[begin PROVIDED TEXT]

CODEWITHSUNDEEP
javagenericsconstructor
thkala
thkala

Reputation: 86333

Java generics and specialized constructors

(This is probably a duplicate, but I could not find it - feel free to point it out)

Consider the following Java class:

public class A<T0, T1> {
    public A(T0 t0, T1 t1) {
        ...
    }
}

Instantiating this class is easy using something along the lines of new A<Integer, String>(1, "X").

Suppose now that most instances of this class have a String as the second type parameter T1 and that the object of this type used in the constructor call is also pretty much standard.

If A had not been using generics, a common extension would be an additional constructor without the second argument:

public class A {
    public A(int t0, String t1) {
        ...
    }

    public A(int t0) {
        this(t0, new String("X"));
    }
}

Unfortunately, this does not seem to be possible for a class that does use generics - at least not without a forced cast:

    public A(T0 t0) {
        this(t0, (T1)(...));
    }

The reason? While this constructor only takes a single argument, it still uses two type parameters and there is no way to know a priori that whatever type T1 the user of the class supplies will be compatible with the default value used in the constructor.

[end PROVIDED TEXT]
[begin INFORMATION PROVIDED]

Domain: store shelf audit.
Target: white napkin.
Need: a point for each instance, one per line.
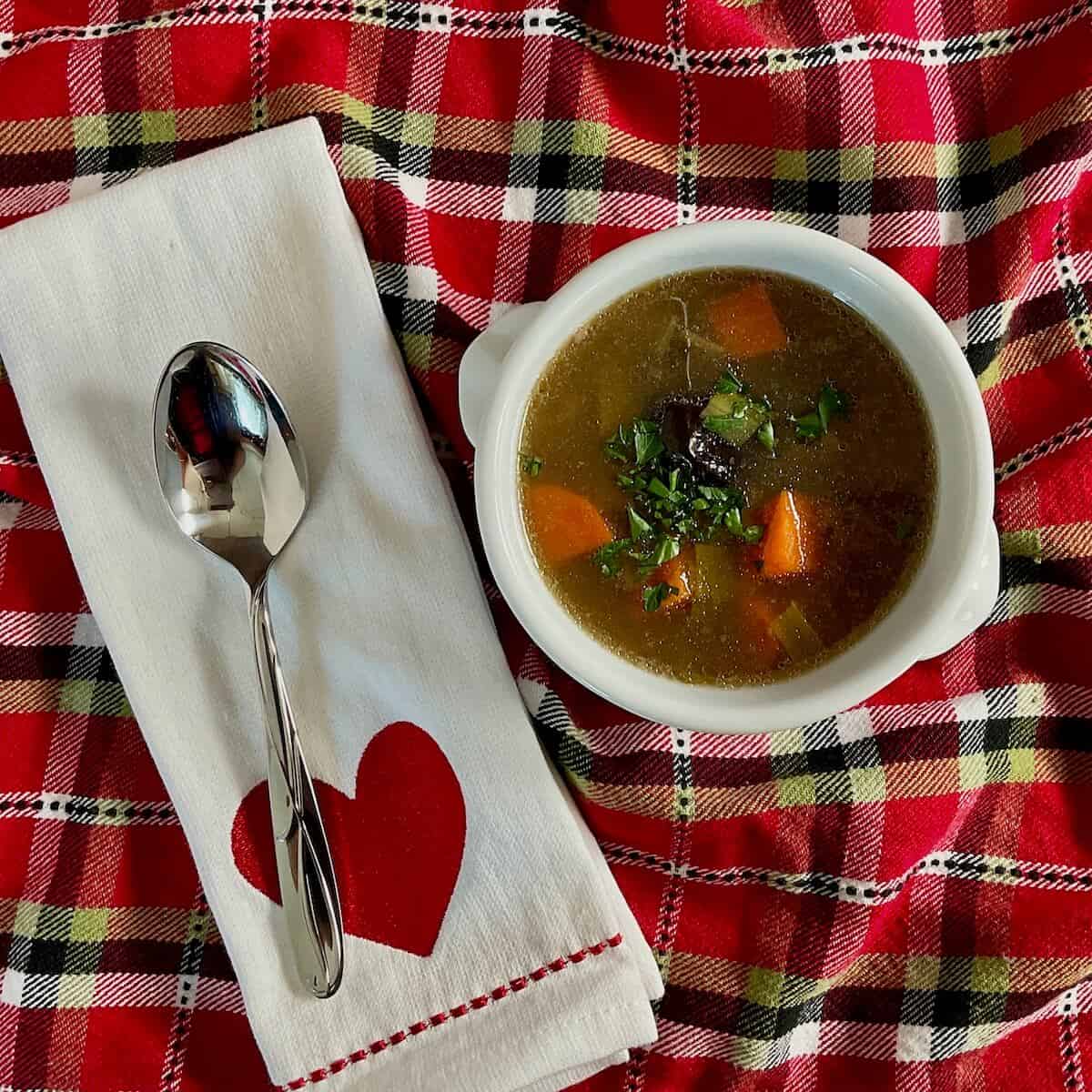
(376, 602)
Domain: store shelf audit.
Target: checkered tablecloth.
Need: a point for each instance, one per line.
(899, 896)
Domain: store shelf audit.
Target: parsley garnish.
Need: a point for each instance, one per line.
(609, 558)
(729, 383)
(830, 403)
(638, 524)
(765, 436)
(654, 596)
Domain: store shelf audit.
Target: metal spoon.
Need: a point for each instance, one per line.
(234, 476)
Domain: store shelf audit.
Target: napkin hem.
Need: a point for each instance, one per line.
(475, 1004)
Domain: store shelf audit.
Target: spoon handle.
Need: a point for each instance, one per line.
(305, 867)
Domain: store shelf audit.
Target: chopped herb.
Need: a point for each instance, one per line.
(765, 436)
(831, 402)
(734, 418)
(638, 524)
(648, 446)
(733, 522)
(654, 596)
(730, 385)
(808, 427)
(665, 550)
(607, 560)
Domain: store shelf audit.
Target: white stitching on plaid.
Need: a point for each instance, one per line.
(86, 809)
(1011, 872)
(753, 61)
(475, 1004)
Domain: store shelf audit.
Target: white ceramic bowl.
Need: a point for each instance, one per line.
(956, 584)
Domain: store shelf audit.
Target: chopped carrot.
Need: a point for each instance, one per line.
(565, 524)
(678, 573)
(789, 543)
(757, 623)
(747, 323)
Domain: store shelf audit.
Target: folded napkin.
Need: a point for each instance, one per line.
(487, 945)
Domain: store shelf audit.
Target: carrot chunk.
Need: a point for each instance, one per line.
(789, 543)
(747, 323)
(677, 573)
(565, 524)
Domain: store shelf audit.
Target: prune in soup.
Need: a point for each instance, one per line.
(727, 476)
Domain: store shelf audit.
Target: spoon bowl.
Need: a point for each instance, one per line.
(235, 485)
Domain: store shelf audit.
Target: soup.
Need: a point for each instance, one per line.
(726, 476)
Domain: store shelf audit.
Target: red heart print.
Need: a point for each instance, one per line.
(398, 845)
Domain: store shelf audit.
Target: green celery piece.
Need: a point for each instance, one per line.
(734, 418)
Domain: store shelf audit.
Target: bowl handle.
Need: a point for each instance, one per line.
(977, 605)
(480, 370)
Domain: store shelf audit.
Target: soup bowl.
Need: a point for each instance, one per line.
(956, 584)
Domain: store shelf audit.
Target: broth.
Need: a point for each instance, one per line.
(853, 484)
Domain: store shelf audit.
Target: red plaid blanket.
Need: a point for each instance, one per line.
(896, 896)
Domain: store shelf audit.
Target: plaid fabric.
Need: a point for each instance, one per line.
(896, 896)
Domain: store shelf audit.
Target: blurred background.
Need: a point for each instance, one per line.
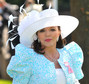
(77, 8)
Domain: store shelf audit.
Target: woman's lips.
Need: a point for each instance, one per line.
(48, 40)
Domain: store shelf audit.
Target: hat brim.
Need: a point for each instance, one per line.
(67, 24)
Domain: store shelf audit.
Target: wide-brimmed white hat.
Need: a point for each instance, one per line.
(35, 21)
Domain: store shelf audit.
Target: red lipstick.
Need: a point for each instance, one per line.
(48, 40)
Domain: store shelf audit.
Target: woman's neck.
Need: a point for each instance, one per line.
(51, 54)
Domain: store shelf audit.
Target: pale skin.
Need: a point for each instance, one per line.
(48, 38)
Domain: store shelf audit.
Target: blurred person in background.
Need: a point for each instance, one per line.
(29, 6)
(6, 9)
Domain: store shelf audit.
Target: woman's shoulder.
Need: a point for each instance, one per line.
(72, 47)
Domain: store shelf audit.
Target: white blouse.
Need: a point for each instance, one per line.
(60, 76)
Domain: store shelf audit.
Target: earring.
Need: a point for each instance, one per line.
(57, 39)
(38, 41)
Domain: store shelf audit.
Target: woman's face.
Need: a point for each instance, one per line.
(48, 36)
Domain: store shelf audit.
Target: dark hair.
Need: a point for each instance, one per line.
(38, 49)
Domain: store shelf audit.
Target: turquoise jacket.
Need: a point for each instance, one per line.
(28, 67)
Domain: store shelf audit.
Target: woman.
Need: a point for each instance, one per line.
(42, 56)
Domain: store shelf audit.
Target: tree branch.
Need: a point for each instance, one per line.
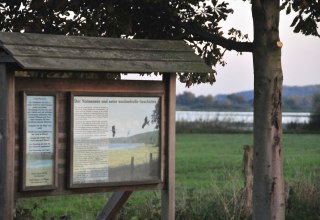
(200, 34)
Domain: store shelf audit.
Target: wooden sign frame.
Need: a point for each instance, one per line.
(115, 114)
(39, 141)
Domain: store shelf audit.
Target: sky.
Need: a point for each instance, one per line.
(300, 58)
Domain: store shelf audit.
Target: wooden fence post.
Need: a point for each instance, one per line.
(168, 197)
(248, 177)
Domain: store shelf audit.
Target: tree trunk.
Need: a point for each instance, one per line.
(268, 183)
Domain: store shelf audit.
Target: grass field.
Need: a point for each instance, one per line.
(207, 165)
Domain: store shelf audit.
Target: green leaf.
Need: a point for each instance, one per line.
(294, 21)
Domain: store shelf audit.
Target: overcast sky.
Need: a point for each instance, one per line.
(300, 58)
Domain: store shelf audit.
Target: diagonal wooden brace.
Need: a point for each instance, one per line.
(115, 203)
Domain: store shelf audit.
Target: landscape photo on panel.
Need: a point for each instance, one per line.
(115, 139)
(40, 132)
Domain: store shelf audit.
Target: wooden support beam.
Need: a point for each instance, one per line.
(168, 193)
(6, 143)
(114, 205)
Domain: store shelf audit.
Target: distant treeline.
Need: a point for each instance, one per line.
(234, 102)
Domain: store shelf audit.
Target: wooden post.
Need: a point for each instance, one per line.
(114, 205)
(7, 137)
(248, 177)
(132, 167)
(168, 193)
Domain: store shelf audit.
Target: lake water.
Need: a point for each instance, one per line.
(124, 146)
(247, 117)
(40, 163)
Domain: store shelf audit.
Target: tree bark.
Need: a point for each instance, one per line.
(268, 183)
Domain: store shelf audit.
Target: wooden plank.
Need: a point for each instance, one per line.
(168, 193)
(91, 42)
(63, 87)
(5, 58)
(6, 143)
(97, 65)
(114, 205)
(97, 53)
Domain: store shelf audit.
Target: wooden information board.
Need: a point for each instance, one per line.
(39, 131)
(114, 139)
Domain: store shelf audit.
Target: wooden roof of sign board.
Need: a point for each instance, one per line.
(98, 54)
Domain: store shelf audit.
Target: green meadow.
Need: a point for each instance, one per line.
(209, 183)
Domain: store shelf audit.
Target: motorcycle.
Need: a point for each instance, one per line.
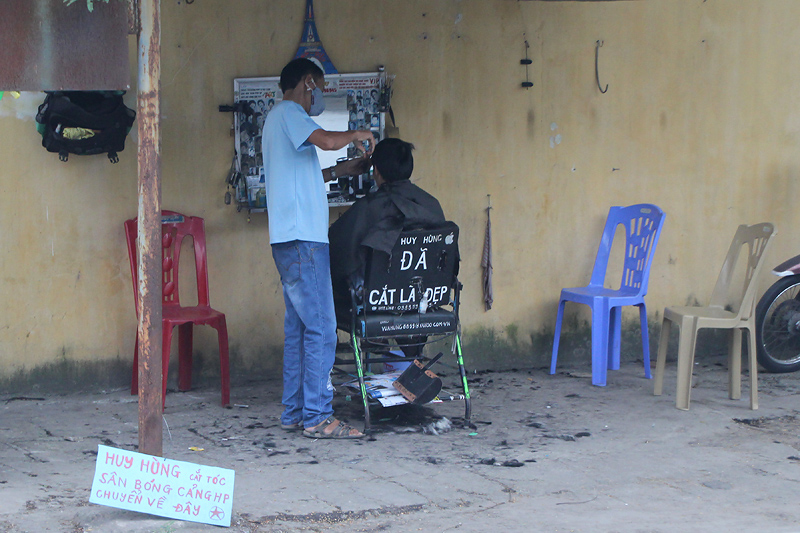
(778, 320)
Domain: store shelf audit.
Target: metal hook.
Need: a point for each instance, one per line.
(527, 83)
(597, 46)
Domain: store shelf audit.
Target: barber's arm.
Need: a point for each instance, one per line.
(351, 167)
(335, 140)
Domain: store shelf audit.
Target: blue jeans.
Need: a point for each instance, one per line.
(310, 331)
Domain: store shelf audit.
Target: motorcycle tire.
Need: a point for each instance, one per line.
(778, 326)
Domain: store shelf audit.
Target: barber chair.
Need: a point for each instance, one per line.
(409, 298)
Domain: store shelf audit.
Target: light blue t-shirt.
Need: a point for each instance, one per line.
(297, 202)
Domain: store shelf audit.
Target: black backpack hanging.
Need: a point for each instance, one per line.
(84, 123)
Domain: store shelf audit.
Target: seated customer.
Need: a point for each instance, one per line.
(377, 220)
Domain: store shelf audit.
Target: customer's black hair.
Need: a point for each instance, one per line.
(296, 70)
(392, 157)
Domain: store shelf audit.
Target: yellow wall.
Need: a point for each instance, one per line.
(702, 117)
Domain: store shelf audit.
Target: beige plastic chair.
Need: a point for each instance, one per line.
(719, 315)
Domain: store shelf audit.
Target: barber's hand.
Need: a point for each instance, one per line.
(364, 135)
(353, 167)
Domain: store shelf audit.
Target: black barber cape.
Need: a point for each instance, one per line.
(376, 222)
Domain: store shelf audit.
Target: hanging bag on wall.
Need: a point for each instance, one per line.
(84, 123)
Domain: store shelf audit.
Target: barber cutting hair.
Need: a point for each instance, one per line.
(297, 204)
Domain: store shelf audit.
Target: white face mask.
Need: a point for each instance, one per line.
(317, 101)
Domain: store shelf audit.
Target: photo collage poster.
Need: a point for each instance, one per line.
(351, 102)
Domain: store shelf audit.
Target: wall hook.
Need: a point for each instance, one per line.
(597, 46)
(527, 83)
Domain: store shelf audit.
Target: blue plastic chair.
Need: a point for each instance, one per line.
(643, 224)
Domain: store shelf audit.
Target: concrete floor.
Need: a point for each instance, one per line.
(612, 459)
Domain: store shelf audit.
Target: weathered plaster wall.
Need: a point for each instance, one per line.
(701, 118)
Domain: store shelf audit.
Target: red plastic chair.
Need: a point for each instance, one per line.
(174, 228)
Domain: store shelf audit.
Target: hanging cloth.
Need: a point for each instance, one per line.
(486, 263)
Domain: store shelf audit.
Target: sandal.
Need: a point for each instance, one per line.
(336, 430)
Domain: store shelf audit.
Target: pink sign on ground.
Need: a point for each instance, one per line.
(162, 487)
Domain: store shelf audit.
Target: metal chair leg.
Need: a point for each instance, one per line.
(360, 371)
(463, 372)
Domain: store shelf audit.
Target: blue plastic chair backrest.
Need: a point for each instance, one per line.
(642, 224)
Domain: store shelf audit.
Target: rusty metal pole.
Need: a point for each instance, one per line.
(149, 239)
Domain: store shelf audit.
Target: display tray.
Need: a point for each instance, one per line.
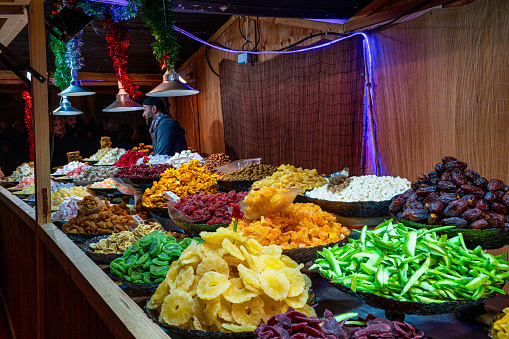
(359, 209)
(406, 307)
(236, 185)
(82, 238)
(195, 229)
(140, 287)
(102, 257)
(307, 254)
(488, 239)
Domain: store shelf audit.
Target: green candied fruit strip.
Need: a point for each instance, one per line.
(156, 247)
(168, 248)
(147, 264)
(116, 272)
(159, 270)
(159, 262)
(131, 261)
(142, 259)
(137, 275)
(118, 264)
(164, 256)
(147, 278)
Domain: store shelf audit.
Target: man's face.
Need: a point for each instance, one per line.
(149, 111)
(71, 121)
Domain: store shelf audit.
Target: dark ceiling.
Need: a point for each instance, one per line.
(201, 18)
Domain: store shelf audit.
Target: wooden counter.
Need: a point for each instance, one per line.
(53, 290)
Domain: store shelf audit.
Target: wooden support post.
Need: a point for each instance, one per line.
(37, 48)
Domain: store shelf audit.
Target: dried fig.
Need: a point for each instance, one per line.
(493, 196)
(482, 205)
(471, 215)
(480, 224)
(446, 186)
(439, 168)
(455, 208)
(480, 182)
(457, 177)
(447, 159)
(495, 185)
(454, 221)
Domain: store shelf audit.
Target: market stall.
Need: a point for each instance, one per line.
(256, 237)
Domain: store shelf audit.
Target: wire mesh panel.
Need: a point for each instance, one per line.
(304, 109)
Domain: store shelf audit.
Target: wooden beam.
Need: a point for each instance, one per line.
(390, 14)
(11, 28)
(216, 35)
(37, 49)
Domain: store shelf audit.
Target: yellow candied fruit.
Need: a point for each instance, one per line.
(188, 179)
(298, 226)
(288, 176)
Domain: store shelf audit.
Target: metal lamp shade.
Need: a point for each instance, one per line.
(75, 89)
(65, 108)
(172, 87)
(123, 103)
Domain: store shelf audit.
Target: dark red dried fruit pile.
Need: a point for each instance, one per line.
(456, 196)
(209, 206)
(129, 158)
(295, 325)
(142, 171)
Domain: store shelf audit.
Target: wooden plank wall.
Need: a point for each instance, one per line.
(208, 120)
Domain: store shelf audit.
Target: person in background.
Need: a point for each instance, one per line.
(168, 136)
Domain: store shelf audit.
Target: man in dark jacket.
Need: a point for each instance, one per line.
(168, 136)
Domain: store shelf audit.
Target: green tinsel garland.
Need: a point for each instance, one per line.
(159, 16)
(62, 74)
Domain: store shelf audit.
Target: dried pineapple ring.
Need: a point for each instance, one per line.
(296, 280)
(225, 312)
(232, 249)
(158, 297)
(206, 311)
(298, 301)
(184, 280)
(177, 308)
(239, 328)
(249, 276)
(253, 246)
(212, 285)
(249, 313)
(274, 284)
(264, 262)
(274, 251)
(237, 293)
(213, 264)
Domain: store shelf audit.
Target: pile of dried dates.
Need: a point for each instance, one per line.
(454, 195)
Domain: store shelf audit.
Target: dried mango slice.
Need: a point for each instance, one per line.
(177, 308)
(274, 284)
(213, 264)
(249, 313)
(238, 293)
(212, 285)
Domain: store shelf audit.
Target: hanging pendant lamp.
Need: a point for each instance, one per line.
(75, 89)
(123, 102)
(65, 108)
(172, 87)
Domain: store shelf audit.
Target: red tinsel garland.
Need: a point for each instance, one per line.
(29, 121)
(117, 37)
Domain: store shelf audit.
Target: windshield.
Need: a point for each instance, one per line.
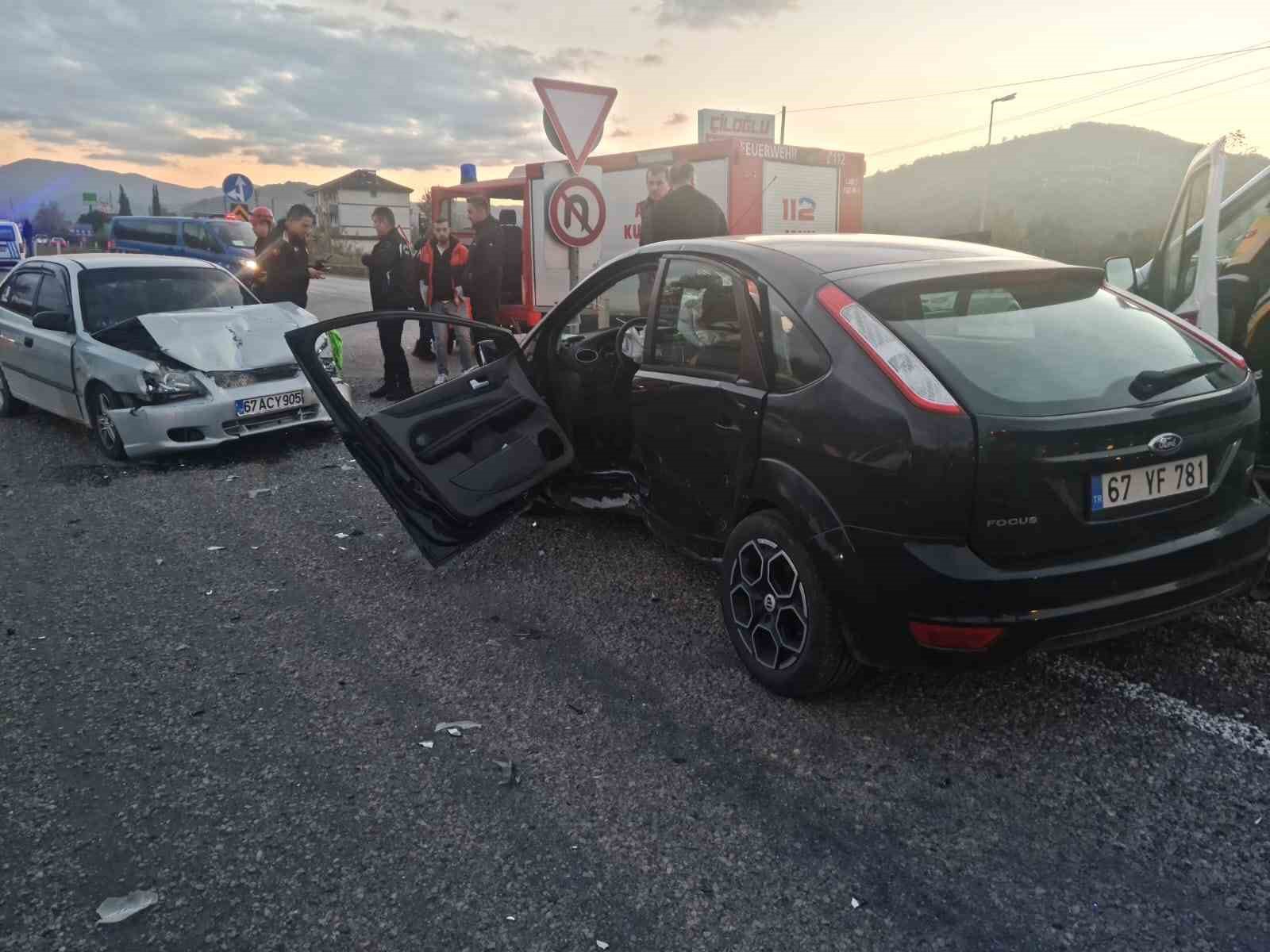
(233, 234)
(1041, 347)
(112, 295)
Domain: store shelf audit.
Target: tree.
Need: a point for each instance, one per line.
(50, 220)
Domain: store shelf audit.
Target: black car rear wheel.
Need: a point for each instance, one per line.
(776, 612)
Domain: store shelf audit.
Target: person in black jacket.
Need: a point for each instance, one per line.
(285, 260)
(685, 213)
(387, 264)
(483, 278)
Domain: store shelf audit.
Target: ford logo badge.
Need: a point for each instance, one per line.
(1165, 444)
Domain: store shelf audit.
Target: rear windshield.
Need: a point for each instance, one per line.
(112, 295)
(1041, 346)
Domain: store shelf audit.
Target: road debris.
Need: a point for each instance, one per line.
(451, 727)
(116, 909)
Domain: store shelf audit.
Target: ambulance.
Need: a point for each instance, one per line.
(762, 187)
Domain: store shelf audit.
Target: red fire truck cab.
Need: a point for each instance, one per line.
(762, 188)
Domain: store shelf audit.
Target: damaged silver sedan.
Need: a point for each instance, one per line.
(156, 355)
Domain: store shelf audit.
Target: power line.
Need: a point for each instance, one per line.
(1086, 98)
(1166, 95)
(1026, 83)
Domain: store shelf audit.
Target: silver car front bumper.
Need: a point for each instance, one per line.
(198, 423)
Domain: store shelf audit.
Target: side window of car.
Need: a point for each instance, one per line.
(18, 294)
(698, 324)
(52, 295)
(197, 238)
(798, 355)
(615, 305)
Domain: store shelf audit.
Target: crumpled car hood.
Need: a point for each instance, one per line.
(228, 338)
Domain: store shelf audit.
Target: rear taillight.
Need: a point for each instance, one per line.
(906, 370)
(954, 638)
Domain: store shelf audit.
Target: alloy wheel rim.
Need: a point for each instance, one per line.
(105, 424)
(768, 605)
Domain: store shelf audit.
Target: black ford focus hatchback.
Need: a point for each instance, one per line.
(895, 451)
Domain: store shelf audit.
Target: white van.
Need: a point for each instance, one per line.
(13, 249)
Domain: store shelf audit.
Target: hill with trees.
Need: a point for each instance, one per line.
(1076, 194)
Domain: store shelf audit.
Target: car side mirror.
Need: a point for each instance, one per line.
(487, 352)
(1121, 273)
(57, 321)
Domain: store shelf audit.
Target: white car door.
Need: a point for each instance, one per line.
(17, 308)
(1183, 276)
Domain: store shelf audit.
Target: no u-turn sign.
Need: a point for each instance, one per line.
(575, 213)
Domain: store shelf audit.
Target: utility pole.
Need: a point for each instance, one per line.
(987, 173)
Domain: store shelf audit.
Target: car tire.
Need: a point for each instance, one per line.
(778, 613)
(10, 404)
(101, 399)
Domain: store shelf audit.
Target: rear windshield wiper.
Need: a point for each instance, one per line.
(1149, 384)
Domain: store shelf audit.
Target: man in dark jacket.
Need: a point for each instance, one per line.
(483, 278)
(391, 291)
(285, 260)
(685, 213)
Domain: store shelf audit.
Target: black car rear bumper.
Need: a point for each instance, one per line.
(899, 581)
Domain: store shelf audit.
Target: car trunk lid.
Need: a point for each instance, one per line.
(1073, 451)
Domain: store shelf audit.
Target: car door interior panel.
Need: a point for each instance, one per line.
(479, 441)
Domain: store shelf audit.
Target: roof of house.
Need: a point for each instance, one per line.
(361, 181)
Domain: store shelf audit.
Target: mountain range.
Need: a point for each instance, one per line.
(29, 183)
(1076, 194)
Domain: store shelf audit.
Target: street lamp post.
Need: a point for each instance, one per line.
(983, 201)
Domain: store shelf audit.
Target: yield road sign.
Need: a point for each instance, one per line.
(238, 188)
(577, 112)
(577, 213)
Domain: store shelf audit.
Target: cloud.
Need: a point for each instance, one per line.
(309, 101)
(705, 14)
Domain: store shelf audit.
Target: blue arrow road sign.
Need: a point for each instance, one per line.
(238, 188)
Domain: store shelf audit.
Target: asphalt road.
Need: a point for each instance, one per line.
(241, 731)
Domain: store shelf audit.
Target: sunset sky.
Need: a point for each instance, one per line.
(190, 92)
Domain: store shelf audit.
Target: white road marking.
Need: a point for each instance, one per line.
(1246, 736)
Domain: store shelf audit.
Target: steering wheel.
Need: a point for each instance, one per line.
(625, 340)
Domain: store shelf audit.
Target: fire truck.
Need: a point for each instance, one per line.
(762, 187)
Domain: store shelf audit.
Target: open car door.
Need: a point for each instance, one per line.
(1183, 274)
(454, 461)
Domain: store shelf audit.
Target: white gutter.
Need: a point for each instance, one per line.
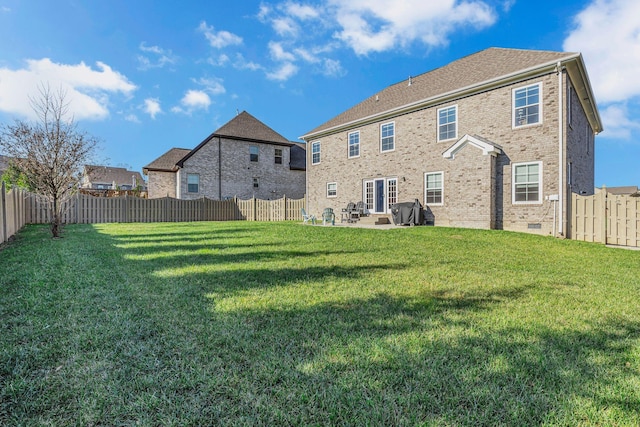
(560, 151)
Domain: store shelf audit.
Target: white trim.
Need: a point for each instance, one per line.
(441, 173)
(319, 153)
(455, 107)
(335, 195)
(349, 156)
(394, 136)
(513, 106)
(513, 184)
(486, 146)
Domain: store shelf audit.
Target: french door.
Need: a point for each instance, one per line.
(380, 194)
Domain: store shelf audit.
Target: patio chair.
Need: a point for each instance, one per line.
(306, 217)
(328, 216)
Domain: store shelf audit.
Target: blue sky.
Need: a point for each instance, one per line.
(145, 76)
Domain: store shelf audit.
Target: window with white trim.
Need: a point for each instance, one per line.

[end INFORMATION PROVIDED]

### GIVEN REQUEST 1
Please write out the Java generics post from "CODEWITHSUNDEEP" to "point it out)".
### GIVEN REQUEST 2
Decide whether each statement agrees with the Java generics post. Answer yes or no for each, quoting the words from the post that settle it.
(a) In the non-generic version of the class, the extra constructor supplies new String("X") as the second argument.
(b) The post calls creating an instance of the generic class difficult.
(c) The single-argument constructor in the generic class relies on only one type parameter.
### GIVEN REQUEST 3
Carry on the Java generics post from its last sentence.

### TASK ANSWER 1
CODEWITHSUNDEEP
javagenericsconstructor
thkala
thkala

Reputation: 86333

Java generics and specialized constructors

(This is probably a duplicate, but I could not find it - feel free to point it out)

### TASK ANSWER 2
(a) Yes: "this(t0, new String("X"));"
(b) No: "Instantiating this class is easy using something along the lines of new A<Integer, String>(1, "X")."
(c) No: "While this constructor only takes a single argument, it still uses two type parameters"

### TASK ANSWER 3
A slightly more elegant solution involves the use of a subclass:

 public class B<T0> extends A<T0, String> {
     ...
 }

But this approach forces yet another branch in the class hierarchy and yet another class file with what is essentially boilerplate code.

Upvotes: 9

Views: 10089

Answers (6)

Tom Hawtin - tackline
Tom Hawtin - tackline

Reputation: 147154

Easiest method is just to add a static creation method.

public static <T0> A<T0,String> newThing(T0 t0) {
    return new A<T0,String>(t0, "X");
}

(Perhaps choose a name appropriate for the particular usage. Usually no need for new String("...").)

From Java SE 7, you can use the diamond:

A<Thing,String> a = new A<>(thing);

Upvotes: 6

Andy Thomas
Andy Thomas

Reputation: 86391

"Most instances" is the root problem.

Either T1 is a parameterized type or not. The single-argument constructor presumes both. Therein lies the problem.

The subclass solution solves the problem by making all instances satisfy T1=String.

A named constructor / factory method would also solve the problem, by ensuring T1=String.

    public static <T0> A<T0,String> makeA( T0 t0 ) {
       return new A<T0,String>( t0, "foo" );
    }

Upvotes: 1

Cody S
Cody S

Reputation: 4824

Subclass it. As far as I've ever been taught, that's one of the great features of OOP. Enjoy it. Disk space is cheap.

If it's an issue with future maintenance of the code, consider making the original class abstract, and creating two subclasses off of it (one with the double-generic constructor, and one with the single.

Upvotes: 0

Thomas
Thomas

Reputation: 88707

You could qualify the generic types, i.e. 

A<T0, T1 super MyDefaultType> {
   public A(T0 t0) {
    this(t0, new MyDefaultType());
   }
}

You can't use T1 extends MyDefaultType since if you define a subclass, a MyDefaultType instance would not be compatible with the type of T1.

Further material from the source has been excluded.